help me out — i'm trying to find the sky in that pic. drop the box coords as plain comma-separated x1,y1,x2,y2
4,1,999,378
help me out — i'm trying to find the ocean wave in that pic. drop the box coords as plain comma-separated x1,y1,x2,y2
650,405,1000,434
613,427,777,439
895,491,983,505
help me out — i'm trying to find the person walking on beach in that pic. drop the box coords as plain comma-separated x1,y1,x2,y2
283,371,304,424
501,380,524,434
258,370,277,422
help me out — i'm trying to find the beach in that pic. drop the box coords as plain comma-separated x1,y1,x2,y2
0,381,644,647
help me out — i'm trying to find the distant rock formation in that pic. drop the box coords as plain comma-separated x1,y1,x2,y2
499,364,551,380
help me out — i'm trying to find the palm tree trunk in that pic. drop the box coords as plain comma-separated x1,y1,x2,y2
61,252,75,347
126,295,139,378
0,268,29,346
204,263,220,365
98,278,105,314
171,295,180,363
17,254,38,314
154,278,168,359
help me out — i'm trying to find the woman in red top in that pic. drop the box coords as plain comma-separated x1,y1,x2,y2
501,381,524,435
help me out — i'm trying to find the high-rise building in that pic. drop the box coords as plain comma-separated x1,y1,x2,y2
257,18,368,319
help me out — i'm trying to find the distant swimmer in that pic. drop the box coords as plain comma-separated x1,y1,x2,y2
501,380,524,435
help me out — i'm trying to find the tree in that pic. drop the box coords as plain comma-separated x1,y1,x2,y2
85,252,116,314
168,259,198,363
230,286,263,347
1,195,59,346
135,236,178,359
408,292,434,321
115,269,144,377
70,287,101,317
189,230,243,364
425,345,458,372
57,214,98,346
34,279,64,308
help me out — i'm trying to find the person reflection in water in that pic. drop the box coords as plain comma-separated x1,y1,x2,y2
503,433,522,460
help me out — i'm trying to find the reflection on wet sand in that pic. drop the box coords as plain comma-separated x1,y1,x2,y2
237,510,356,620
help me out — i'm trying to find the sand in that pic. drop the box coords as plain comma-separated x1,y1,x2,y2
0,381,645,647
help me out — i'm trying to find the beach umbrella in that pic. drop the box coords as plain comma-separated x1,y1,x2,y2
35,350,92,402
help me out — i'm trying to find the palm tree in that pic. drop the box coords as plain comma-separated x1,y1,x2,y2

*Task item*: Print exactly, and only, the lines running from the one that contains "help me out — i'm trying to find the beach umbrella" to the last line of the records above.

*Output of the task*:
help me out — i'm trying to find the beach umbrella in that pic. drop the box coords as plain comma-separated x1,y1,x2,y2
35,350,92,402
help me out — i'm trying to find the palm tree in that pic. drop the box coords as plain comma-separated x1,y1,x2,y2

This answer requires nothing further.